Repeat word for word the part of the search engine design discussion between "We can break" and "and/or better hardware?", inclusive.

• _Page extract_
begin
We can break up the access anyway we want - it really doesn't matter.  
We can have "rulesets" that the  compute machines use to determine their 
"scope" of search, and the WWW servers will be told which compute 
machines have which scopes.  This gives us the ability to spread the 
memory caches across scopes, machines, and the index as a whole, still 
using cheap hardware.

>Priorities: We need to determine how to allocate resources. With the money
>that we get, certain percentages can be allocated to certain places. But
>how should this be done? The Computer and Master layers will need plenty of
>hardware, but which may be more important? Is indexing more important than
>searching may be what that last question comes down to. And this applies
>for all layers. Which need more and/or better hardware?
>  
>
This is going to be interesting.  I think we'll have to attack this one 
day at a time.  Right now, we need disk space, and a few machines to use 
to get an initial setup going.  Once we start indexing full-time, we'll 
need LOTS of disk space, and several machines for disk servers.  As we 
get a larger index, we'll want to add compute and WWW machines, so we 
can support the increasing number of searches that we'll be getting.  It 
will hit a break point, where suddenly many people know about us, and 
use us, yet we're still small and growing, so we'll be at a critical 
time.  Hopefully I can score some good hardware deals with a few vendors 
before that happens.

>--------------------------------------------------------------------------
>
>Alright, now in that last section, I mostly raised questions. Now I'm
>going to see what I can come up with for answers.
>
>First, answers to questions on the interaction of masters with indexer
>clients, where I asked how many indexers each master could handle at a
>time. Here, I model the system and come up with a little notation in order
>to help us quantify everything and come up with some numbers that will be
>useful in the overalldesign of the system.
>
>Let's define some variables first.
>
>M: the number of masters
>N: the number of indexers
>p: number of pages that each client indexes in each indexing cycle
>s: size of file of indexed data for a URL
>
>So what we need to do is somehow come up with a maximum value for what M/N
>should be. If the M:N ratio is too high, that'll lead to masters being
>bogged down with requests for URLs and to have indexed data stored. And we
>don't want that. Now thorughout this, I'm assuming the worst cases for
>each indexing cycle. And an indexing cycle is, as you probably know, the
>whole cycle of the master finding URLs in the "to be indexed" state, then
>having clients request these URLs, then index data in them, and send the
>indexed data back.
>
>So let max(M/N) be this maximum value.
>
>Whenever new indexers are added and
>registered, the M/N ratio increases, and perhaps the server can be updated
>of these changes and somehow it'll need to know how to assign it to a
>master server at a time that isn't handling as many indexers at a time.
>This assignment would be done dynamically, though perhaps I'm stating the
>obvious here. The system just needs to know how many clients each master
>is handling.
>
>But then p, the number of URLs that an indexer requests, could also be
>made more dynamic, rather than just having a value in a configuration file
>for it. The value p could be related to the length of each reindexing
>interval, and I'll cover the importance of that next.
>
>But here are some quick little equations to put values into:
>
>Number of pages being indexed per cycle = p * N
>Size of data handled by master per indexing cycle = max(M/N) * p * s
>
>In the worst case, the master handles all of this data at once.
>
>We want to maximize p*n. (To index as many pages as possible per cycle.)
end
Records from a collection
begin
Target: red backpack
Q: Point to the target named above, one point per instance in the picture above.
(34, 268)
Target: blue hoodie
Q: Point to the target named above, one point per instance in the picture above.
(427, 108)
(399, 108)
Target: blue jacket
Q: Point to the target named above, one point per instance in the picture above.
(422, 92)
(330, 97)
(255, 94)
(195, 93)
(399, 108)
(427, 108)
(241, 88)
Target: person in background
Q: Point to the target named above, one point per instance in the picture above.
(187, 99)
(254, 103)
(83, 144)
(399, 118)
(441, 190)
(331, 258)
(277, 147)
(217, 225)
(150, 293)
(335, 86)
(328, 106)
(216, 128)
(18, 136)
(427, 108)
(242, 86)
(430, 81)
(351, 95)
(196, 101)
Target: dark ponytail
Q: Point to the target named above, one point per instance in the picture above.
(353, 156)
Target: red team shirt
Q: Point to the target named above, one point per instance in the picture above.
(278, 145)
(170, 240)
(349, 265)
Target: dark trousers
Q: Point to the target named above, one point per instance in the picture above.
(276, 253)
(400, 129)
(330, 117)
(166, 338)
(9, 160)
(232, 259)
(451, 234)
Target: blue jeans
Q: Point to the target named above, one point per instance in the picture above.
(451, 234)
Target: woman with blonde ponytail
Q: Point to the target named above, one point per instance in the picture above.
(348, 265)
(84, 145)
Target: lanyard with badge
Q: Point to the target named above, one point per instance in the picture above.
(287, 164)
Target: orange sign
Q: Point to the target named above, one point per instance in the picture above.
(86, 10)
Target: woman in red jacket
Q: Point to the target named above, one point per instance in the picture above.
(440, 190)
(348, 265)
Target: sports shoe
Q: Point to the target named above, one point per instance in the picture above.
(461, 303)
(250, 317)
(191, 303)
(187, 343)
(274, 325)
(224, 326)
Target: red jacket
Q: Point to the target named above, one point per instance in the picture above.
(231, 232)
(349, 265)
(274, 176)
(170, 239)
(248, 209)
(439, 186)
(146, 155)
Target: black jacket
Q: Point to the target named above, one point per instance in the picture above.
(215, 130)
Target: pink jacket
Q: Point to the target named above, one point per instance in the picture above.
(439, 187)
end
• _Response below_
We can break up the access anyway we want - it really doesn't matter.  
We can have "rulesets" that the  compute machines use to determine their 
"scope" of search, and the WWW servers will be told which compute 
machines have which scopes.  This gives us the ability to spread the 
memory caches across scopes, machines, and the index as a whole, still 
using cheap hardware.

>Priorities: We need to determine how to allocate resources. With the money
>that we get, certain percentages can be allocated to certain places. But
>how should this be done? The Computer and Master layers will need plenty of
>hardware, but which may be more important? Is indexing more important than
>searching may be what that last question comes down to. And this applies
>for all layers. Which need more and/or better hardware?